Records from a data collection
────────────────────
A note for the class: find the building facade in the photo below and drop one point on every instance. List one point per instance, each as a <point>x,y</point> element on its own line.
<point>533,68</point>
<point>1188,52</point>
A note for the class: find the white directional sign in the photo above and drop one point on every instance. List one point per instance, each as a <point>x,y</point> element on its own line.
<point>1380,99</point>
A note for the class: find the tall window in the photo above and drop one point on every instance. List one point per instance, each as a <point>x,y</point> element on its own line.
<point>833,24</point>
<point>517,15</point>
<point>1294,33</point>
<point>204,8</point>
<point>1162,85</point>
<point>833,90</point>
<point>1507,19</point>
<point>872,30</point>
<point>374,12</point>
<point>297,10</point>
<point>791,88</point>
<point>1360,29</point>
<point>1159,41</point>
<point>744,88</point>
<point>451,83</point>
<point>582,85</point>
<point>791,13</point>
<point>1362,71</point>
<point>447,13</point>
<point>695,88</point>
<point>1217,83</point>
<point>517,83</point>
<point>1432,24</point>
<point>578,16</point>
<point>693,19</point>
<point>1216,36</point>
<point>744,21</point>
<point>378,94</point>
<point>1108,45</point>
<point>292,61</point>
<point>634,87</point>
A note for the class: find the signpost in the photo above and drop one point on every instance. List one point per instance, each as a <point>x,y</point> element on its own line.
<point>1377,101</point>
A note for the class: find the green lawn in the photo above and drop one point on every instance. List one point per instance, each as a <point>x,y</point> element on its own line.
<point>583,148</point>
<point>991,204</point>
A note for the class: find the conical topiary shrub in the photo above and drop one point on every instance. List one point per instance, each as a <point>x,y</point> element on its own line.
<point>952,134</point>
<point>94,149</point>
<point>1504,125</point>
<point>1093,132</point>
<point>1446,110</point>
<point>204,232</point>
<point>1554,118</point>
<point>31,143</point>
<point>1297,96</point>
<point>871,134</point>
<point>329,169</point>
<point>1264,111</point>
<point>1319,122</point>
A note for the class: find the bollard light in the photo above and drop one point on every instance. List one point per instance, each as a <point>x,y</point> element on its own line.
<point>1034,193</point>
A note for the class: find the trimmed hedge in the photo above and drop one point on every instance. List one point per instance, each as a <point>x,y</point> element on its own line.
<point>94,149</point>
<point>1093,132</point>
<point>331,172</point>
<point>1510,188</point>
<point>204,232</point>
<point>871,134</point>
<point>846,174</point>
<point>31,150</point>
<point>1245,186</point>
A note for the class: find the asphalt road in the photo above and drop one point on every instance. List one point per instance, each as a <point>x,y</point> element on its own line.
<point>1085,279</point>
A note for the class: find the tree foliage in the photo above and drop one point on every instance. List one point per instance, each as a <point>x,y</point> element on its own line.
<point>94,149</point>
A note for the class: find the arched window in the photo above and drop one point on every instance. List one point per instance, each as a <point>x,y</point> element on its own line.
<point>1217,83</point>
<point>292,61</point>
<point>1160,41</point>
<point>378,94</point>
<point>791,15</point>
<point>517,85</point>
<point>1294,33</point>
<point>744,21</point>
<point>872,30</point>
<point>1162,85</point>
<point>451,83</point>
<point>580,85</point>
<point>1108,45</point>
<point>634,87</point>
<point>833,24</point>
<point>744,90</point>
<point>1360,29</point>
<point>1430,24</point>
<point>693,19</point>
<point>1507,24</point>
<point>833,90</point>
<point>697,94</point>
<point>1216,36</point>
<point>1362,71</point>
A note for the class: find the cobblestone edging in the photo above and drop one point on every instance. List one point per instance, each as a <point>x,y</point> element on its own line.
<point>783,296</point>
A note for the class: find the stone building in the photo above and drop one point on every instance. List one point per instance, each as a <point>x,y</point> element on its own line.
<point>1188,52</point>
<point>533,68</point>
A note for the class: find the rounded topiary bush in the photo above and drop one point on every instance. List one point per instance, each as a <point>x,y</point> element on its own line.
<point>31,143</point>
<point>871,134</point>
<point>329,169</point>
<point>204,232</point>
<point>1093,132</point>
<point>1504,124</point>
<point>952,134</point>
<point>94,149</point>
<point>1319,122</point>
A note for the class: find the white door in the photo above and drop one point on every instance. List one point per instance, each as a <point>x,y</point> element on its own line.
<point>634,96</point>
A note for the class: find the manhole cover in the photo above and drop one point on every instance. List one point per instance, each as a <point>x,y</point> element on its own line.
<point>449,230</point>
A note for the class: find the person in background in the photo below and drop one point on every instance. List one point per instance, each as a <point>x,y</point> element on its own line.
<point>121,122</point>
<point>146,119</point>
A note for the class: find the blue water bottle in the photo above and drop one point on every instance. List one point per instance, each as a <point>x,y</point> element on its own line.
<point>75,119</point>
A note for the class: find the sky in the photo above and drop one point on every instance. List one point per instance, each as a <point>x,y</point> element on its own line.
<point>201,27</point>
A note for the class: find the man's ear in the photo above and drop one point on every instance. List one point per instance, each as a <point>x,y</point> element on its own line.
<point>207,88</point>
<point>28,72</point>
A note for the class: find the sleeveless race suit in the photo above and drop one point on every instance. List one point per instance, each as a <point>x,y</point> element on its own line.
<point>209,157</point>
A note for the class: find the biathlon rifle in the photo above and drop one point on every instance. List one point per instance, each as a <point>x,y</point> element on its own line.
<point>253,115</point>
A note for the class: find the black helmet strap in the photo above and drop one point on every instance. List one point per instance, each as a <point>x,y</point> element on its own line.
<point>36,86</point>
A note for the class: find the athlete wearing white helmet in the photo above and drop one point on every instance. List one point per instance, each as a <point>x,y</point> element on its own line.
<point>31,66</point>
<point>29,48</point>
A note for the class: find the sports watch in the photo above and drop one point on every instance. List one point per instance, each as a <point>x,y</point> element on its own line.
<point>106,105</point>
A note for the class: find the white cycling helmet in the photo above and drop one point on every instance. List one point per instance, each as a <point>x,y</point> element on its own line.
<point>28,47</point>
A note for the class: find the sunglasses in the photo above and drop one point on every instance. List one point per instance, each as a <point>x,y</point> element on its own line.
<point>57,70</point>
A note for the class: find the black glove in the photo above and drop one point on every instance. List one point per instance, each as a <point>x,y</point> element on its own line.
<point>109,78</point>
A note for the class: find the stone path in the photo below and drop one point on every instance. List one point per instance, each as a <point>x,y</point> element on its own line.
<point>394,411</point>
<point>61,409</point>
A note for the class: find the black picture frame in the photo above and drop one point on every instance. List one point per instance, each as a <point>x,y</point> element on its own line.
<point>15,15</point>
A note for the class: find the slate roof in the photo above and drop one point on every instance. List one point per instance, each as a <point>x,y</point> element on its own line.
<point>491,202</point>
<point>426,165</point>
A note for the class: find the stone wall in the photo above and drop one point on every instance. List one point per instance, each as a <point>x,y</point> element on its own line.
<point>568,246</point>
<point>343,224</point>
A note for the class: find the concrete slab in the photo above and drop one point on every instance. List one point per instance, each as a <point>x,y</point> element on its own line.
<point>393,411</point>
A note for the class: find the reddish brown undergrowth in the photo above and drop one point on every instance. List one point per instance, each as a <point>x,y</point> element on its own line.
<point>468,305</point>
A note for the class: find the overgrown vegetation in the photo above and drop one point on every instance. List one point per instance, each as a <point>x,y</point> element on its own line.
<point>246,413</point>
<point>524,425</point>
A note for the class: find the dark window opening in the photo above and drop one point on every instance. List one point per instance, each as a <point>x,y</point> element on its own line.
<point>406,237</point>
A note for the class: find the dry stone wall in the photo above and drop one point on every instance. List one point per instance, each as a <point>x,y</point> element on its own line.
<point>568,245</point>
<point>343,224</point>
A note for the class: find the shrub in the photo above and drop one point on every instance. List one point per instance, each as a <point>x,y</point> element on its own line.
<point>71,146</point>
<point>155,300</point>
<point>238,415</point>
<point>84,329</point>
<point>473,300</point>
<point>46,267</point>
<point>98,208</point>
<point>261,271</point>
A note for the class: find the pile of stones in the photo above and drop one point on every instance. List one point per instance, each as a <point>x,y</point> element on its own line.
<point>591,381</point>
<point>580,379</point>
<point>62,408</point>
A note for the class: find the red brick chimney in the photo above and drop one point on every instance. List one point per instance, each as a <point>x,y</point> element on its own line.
────────────────────
WHAT IS ASKED:
Output exactly the lines above, from the one holding "A note for the class: find the pile" through the end of the data, including the first and last.

TASK SOLUTION:
A note for the class: find the pile of stones in the photo above and drop one point on every instance. List one point per instance, each as a <point>x,y</point> element on its own line.
<point>591,381</point>
<point>580,379</point>
<point>62,408</point>
A note for the class: find the red brick chimney in the photo above and drop one point on every instance. List one point per instance, each as a <point>x,y</point> element on its own line.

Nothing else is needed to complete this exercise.